--- START EXTRACTED ENTRIES ---

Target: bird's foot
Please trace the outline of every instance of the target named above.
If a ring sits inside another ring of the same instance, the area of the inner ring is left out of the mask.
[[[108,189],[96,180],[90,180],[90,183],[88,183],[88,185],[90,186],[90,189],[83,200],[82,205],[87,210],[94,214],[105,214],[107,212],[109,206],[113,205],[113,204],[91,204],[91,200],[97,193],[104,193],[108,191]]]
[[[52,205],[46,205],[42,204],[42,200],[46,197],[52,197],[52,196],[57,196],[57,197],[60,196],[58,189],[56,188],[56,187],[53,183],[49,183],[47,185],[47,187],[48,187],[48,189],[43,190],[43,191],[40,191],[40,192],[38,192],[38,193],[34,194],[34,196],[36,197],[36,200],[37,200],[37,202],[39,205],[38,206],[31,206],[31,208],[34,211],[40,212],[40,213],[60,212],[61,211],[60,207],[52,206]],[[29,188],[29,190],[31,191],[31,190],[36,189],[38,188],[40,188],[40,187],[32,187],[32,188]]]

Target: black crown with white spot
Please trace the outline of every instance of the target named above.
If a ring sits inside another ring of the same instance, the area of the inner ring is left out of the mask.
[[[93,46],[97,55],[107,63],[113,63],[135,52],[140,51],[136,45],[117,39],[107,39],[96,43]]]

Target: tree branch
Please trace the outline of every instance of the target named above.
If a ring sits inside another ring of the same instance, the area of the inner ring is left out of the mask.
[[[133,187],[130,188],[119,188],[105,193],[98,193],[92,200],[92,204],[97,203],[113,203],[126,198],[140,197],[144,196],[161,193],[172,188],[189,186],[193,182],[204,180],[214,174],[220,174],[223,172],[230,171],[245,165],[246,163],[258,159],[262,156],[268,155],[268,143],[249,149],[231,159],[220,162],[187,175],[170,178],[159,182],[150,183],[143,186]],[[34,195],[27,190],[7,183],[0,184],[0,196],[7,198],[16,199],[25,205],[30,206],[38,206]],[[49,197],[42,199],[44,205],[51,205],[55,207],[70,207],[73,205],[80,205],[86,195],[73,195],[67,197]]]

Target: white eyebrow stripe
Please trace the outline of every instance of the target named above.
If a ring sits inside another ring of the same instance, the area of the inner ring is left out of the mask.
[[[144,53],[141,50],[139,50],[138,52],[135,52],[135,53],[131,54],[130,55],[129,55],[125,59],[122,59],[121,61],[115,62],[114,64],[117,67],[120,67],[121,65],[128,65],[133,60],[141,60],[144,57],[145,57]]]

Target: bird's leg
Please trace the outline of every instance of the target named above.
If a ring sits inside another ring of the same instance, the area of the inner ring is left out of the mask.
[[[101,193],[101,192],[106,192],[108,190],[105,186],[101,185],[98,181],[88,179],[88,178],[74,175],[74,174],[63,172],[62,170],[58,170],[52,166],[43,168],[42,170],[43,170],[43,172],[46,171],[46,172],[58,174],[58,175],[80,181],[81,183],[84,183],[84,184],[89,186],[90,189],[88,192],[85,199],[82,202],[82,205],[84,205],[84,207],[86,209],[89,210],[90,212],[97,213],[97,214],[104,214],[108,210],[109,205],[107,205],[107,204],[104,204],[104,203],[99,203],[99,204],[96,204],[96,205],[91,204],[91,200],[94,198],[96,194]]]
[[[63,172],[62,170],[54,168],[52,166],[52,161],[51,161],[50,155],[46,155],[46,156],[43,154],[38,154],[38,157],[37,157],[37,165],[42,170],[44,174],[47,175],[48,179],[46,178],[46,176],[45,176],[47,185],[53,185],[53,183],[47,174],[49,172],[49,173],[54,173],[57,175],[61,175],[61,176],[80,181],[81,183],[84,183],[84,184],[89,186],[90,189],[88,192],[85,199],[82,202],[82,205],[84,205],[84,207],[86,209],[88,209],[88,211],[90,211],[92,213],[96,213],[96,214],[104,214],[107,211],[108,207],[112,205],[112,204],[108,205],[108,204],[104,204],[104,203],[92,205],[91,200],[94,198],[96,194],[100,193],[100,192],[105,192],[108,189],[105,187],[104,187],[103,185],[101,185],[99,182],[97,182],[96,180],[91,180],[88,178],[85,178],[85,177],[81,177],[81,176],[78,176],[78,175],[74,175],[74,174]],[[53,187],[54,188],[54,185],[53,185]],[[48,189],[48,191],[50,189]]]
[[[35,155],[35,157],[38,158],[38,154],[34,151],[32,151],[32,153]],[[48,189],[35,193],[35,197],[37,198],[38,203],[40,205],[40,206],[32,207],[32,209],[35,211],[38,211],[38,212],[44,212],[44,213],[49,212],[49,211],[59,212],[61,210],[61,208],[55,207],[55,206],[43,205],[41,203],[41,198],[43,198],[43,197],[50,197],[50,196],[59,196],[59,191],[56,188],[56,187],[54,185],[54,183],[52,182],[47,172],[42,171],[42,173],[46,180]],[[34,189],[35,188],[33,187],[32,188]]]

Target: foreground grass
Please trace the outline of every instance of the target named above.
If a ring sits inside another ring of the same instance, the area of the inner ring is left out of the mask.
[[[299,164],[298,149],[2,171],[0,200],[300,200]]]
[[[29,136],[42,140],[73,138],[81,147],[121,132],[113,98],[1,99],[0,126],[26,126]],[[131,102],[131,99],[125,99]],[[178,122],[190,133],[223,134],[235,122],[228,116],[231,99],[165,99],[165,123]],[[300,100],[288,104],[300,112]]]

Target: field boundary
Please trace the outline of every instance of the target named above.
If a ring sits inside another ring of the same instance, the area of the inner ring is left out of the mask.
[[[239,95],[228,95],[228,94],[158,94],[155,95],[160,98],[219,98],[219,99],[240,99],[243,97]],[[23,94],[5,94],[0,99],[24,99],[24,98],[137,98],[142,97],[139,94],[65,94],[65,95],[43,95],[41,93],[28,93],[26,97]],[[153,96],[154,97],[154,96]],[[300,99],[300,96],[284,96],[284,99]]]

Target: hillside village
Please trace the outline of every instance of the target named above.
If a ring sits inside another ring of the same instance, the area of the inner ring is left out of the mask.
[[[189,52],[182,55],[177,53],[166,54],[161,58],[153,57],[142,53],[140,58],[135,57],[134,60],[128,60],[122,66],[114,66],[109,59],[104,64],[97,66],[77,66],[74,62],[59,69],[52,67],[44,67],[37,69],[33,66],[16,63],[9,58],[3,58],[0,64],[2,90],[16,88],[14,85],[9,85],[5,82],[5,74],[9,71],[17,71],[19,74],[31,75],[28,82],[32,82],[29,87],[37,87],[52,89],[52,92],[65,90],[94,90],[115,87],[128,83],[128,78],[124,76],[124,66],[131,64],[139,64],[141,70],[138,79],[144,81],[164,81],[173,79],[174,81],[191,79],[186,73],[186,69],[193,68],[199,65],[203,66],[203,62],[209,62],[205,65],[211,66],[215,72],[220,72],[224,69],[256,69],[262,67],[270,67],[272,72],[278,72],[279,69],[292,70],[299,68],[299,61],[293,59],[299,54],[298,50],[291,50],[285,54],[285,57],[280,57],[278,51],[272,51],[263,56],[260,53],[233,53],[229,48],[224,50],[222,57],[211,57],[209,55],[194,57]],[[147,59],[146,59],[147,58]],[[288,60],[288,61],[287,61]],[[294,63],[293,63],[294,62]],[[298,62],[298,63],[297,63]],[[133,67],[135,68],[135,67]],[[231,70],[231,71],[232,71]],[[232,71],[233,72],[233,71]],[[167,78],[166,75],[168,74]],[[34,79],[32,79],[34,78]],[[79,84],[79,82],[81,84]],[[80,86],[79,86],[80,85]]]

--- END EXTRACTED ENTRIES ---

▶ PROBLEM DETAILS: Output every line above as a Markdown table with the columns Row and Line, numbering each row and leaving out the blank lines.

▶ THE ANSWER:
| Row | Line |
|---|---|
| 1 | Target: bird's foot |
| 2 | Please trace the outline of every instance of the target named above. |
| 3 | If a ring sits inside another ring of the same instance, the area of the inner ring is left out of the mask. |
| 4 | [[[108,189],[96,180],[90,180],[90,183],[88,183],[88,185],[90,186],[90,189],[83,200],[82,205],[87,210],[94,214],[105,214],[107,212],[109,206],[113,205],[113,204],[91,204],[91,200],[97,193],[104,193],[108,191]]] |
| 5 | [[[52,205],[46,205],[42,204],[42,200],[46,197],[52,197],[52,196],[57,196],[57,197],[60,196],[58,189],[56,188],[56,187],[53,183],[49,183],[47,185],[47,187],[48,187],[48,189],[43,190],[43,191],[40,191],[40,192],[38,192],[38,193],[34,194],[34,196],[36,197],[36,200],[37,200],[37,202],[39,205],[38,206],[31,206],[31,208],[34,211],[40,212],[40,213],[60,212],[61,211],[60,207],[52,206]],[[29,188],[29,190],[31,191],[31,190],[36,189],[38,188],[40,188],[40,187],[32,187],[32,188]]] |
| 6 | Target: black crown with white spot |
| 7 | Please trace the outline of every instance of the target named above. |
| 8 | If a ring sits inside another ring of the same instance, the area of the inner ring is left out of the mask. |
| 9 | [[[93,46],[97,55],[107,63],[113,63],[135,52],[140,51],[136,45],[117,39],[107,39],[96,43]]] |
| 10 | Target: tree branch |
| 11 | Please trace the outline of every instance of the target named above. |
| 12 | If a ring sits inside another ring of the same instance, the area of the inner ring is left out of the mask. |
| 13 | [[[133,187],[130,188],[119,188],[105,193],[98,193],[92,200],[92,204],[97,203],[113,203],[126,198],[140,197],[144,196],[161,193],[172,188],[189,186],[193,182],[204,180],[214,174],[220,174],[223,172],[230,171],[245,165],[246,163],[258,159],[262,156],[268,155],[268,143],[249,149],[231,159],[220,162],[187,175],[170,178],[159,182],[150,183],[143,186]],[[34,195],[27,190],[7,183],[0,184],[0,196],[7,198],[16,199],[25,205],[30,206],[38,206]],[[49,197],[42,199],[44,205],[51,205],[55,207],[70,207],[73,205],[80,205],[86,195],[73,195],[67,197]]] |
| 14 | Target: white eyebrow stripe |
| 15 | Please trace the outline of every instance of the target named above. |
| 16 | If a ring sits inside another ring of the same instance, the area of the inner ring is left out of the mask. |
| 17 | [[[144,53],[141,50],[139,50],[138,52],[135,52],[135,53],[131,54],[130,55],[129,55],[125,59],[122,59],[121,61],[115,62],[114,64],[117,67],[120,67],[121,65],[128,65],[133,60],[141,60],[144,57],[145,57]]] |
| 18 | Target: bird's leg |
| 19 | Please trace the outline of every instance of the target named above. |
| 20 | If a ring sits inside another ring of the same instance, the area of the inner ring is left out of the mask. |
| 21 | [[[101,193],[101,192],[106,192],[108,190],[105,186],[101,185],[98,181],[88,179],[88,178],[74,175],[74,174],[63,172],[62,170],[58,170],[52,166],[43,168],[42,170],[43,170],[43,172],[46,171],[46,172],[58,174],[58,175],[80,181],[81,183],[84,183],[84,184],[89,186],[90,189],[88,192],[85,199],[82,202],[82,205],[84,205],[84,207],[86,209],[89,210],[90,212],[97,213],[97,214],[104,214],[108,210],[109,205],[107,205],[107,204],[104,204],[104,203],[99,203],[99,204],[96,204],[96,205],[91,204],[91,200],[94,198],[96,194]]] |
| 22 | [[[63,172],[62,170],[54,168],[52,166],[52,161],[51,161],[50,155],[46,155],[46,156],[43,154],[38,154],[38,157],[37,157],[37,165],[42,170],[44,174],[47,175],[48,179],[46,178],[46,176],[45,176],[47,185],[53,185],[53,183],[47,174],[49,172],[49,173],[54,173],[57,175],[61,175],[61,176],[80,181],[81,183],[84,183],[84,184],[89,186],[90,189],[88,192],[85,199],[82,202],[82,205],[84,205],[84,207],[86,209],[88,209],[88,211],[90,211],[92,213],[96,213],[96,214],[104,214],[107,211],[108,207],[112,205],[112,204],[108,205],[108,204],[104,204],[104,203],[92,205],[91,200],[94,198],[96,194],[100,193],[100,192],[105,192],[108,189],[105,187],[104,187],[103,185],[101,185],[99,182],[97,182],[96,180],[91,180],[88,178],[85,178],[85,177],[81,177],[81,176],[78,176],[78,175],[74,175],[74,174]],[[53,187],[54,188],[54,185],[53,185]],[[48,189],[48,191],[50,189]]] |
| 23 | [[[35,155],[35,157],[38,158],[38,154],[34,151],[32,151],[32,153]],[[48,189],[35,193],[35,197],[37,198],[38,203],[40,205],[40,206],[32,207],[32,209],[35,211],[38,211],[38,212],[44,212],[44,213],[49,212],[49,211],[59,212],[61,210],[61,208],[55,207],[55,206],[43,205],[41,203],[41,198],[43,198],[43,197],[50,197],[50,196],[59,196],[59,191],[56,188],[56,187],[54,185],[54,183],[52,182],[47,172],[42,171],[42,173],[46,180]],[[34,189],[35,188],[33,187],[32,188]]] |
| 24 | Target: foreground grass |
| 25 | Please trace the outline of every instance of the target named above. |
| 26 | If a ring sits inside another ring of the same instance, the area of the inner ring is left out of the mask. |
| 27 | [[[299,164],[298,149],[2,171],[0,200],[300,200]]] |
| 28 | [[[29,136],[42,140],[73,138],[81,147],[121,132],[113,98],[1,99],[0,126],[26,126]],[[131,102],[131,99],[125,99]],[[178,122],[190,133],[223,134],[235,122],[228,116],[231,99],[165,99],[165,123]],[[300,100],[288,104],[300,112]]] |
| 29 | Target: field boundary |
| 30 | Please trace the outline of every instance of the target named above. |
| 31 | If a ring sits inside another ring of the same instance, the area of the inner ring is left out of the mask. |
| 32 | [[[239,95],[228,95],[228,94],[158,94],[155,95],[160,98],[219,98],[219,99],[240,99],[243,97]],[[23,94],[5,94],[0,99],[24,99],[24,98],[137,98],[142,97],[139,94],[65,94],[65,95],[43,95],[41,93],[28,93],[26,97]],[[153,96],[154,97],[154,96]],[[300,99],[300,96],[284,96],[284,99]]] |
| 33 | Target: hillside village |
| 34 | Please trace the outline of every instance of the target named above. |
| 35 | If a ring sits inside another ring of the same instance, the area of the inner ring is left out of the mask. |
| 36 | [[[189,52],[182,55],[177,53],[166,54],[161,58],[153,57],[142,53],[140,58],[135,57],[134,60],[128,60],[122,66],[114,66],[109,59],[104,64],[97,66],[77,66],[74,62],[59,69],[52,67],[44,67],[37,69],[33,66],[16,63],[9,58],[3,58],[0,64],[2,90],[16,88],[14,85],[9,85],[5,82],[5,74],[9,71],[17,71],[19,74],[31,75],[28,82],[32,82],[29,87],[37,87],[52,89],[52,92],[65,90],[94,90],[115,87],[128,83],[128,78],[124,76],[124,66],[131,64],[139,64],[141,70],[138,79],[144,81],[164,81],[173,79],[174,81],[191,79],[186,73],[186,69],[193,68],[199,65],[203,66],[203,62],[209,62],[205,65],[211,66],[215,72],[220,72],[224,69],[256,69],[262,67],[270,67],[272,72],[278,72],[279,69],[292,70],[299,68],[299,61],[293,59],[299,54],[298,50],[291,50],[285,54],[285,57],[280,57],[278,51],[272,51],[263,56],[260,53],[233,53],[229,48],[224,50],[222,57],[211,57],[209,55],[194,57]],[[147,59],[146,59],[147,58]],[[288,60],[288,61],[287,61]],[[294,63],[293,63],[294,62]],[[298,62],[298,63],[297,63]],[[133,67],[135,68],[135,67]],[[231,70],[231,71],[232,71]],[[232,71],[233,72],[233,71]],[[167,78],[166,75],[168,74]],[[34,79],[32,79],[34,78]],[[79,84],[79,82],[81,84]],[[80,86],[79,86],[80,85]]] |